== Extrait ==

Far Cry 4
6.6
Far Cry 4

Jeu de Ubisoft Montréal, Cliff Martinez et Ubisoft (2014PlayStation 4)

Le mois de novembre est chargé pour Ubisoft. Après Assassin’s Creed Unity, c’est au tour d’une autre franchise d’être incrémentée d’un nouvel épisode. Far Cry quitte les îles paradisiaques des Rakyats pour le quasi anagrammatique Kyrat. A l’arc ou au lance-flamme, contre tigres et soldats, entre falaises et tyroliennes, un monde immense nous attend.



  1. Après un deuxième opus à la jouabilité plus que discutable, Far Cry 3 met tout le monde d’accord avec son univers immense, son ton définitivement barré et surtout, un antagoniste qui fait le buzz : Vaas. Le tout au milieu des îles du Pacifique. Difficile alors de ne pas succomber à l’appel tribal. Far Cry 4 prend du relief dans le Kyrat, région fictive du Népal en proie aux luttes intestines entre tyrannie et rébellion.


Fort d’une expérience aussi vidéoludique que cinématographique, Ubisoft laisse passer l’orage de la première line-up de sortie next-gen. Un an supplémentaire depuis la sortie conjointe des PS4 et Xbox One pour peaufiner Far Cry 4, dans le moteur de jeu autant que du côté narratif. Un lifting nécessaire qui tiraille l’éditeur entre la tentation de réinventer la roue en atténuant son crénelage, et la promotion d’un environnement riche aux possibilités prometteuses.



AJAY CRIAIT, POUR QU’ELLE REVIENNE



A peine le jeu lancé que déjà, les routes de montagne servent de berceau à une histoire presque simpliste. Ajay Ghale, exilé du Kyrat vers les Etats-Unis, est contraint d’y revenir pour ses 20 bougies. Motif ? La mort de sa mère, Ishwari, dont les dernières volontés sont de disperser ses cendres dans sa région natale. Une ligne narrative loin de faire office de fil conducteur. Si on met de côté quelques quêtes annexes à teneur familiale, la grande problématique de Far Cry 4 vient de la rébellion, accessoirement des mythes du Kyrat. Un virage appréciable, puisque le pathos familial est balayé d’un revers de main au profit d’un objectif plus sérieux, plus prenant aussi.


Après avoir échappé de peu à une mort prématurée, Ajay rejoint le « Sentier d’Or », ou l’organisation de la résistance à l’armée royale et aux milices sanguinaires colportant la propagande et la terreur de la dictature en place. Il découvre alors les villages du Kyrat, emplis de vie et fourmillant de détails. Une franche réussite qui humanise la population locale en même temps qu’elle renforce l’implication du joueur dans la lutte contre les répressions. D’autant plus que la libération n’est pas unilatérale : Ajay peut opter pour la progressiste Amita ou le traditionaliste Sabal pour éliminer les sbires et leur courroux.

===

Objectif A
Répondez à ces questions sur la critique de Far Cry 4 :
(i) Dans quelle région fictive se déroule le jeu, et de quel pays fait-elle partie ?
(ii) Comment s'appelle la mère d'Ajay Ghale ?
(iii) Entre quels deux personnages Ajay peut-il choisir au sein de la résistance ?

== Données d'entrée ==

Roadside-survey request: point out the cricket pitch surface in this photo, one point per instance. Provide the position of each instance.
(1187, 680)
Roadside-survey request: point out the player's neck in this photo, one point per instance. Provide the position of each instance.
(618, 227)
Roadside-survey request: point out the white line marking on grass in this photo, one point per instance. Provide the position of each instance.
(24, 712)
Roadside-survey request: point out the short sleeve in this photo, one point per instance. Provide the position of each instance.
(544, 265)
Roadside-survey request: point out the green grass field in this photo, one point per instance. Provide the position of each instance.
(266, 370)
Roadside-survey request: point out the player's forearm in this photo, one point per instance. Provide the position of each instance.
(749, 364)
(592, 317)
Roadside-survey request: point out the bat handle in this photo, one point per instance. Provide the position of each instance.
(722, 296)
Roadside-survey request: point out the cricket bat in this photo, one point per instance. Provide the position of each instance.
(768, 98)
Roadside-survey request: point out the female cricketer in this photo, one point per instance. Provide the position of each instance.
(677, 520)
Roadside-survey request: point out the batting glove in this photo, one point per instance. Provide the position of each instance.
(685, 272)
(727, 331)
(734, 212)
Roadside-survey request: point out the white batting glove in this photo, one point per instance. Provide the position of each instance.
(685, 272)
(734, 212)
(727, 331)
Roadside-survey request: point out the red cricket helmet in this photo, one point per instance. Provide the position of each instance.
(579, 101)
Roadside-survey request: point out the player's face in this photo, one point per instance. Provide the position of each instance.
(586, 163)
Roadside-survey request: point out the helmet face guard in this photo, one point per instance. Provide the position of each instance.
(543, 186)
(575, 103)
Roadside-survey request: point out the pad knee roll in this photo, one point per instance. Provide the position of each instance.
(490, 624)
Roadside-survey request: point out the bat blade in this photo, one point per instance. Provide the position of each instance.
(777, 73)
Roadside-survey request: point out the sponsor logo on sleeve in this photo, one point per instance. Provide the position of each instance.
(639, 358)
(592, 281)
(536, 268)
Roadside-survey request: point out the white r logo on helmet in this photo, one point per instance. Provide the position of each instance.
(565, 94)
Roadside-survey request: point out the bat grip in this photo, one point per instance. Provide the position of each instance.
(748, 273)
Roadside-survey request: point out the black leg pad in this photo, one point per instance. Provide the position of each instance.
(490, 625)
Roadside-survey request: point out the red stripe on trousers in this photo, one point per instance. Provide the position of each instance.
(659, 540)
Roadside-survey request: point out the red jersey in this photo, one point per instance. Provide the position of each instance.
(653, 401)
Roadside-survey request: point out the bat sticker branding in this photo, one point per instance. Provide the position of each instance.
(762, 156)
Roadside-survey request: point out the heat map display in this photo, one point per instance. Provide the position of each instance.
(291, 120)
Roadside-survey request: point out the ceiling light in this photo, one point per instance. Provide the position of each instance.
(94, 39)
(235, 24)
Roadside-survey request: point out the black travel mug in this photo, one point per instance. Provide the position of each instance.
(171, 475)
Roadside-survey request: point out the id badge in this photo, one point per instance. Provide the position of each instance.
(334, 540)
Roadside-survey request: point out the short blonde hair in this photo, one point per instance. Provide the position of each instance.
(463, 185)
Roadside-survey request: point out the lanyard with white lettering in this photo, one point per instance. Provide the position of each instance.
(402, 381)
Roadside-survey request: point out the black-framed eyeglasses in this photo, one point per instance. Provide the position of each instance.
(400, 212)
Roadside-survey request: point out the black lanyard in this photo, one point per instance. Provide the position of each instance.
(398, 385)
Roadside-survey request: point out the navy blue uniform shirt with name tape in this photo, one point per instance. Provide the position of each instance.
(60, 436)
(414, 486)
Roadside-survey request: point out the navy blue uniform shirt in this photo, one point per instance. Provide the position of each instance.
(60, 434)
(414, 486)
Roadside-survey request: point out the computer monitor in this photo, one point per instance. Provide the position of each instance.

===

Objectif B
Sélectionnez chaque ligne de la liste qui contient le mot "black". La casse compte.

Solution A
(i) Le Kyrat, une région fictive du Népal.
(ii) Ishwari.
(iii) La progressiste Amita et le traditionaliste Sabal.

Solution B
Roadside-survey request: point out the black leg pad in this photo, one point per instance. Provide the position of each instance.
Roadside-survey request: point out the black travel mug in this photo, one point per instance. Provide the position of each instance.
Roadside-survey request: point out the black-framed eyeglasses in this photo, one point per instance. Provide the position of each instance.
Roadside-survey request: point out the black lanyard in this photo, one point per instance. Provide the position of each instance.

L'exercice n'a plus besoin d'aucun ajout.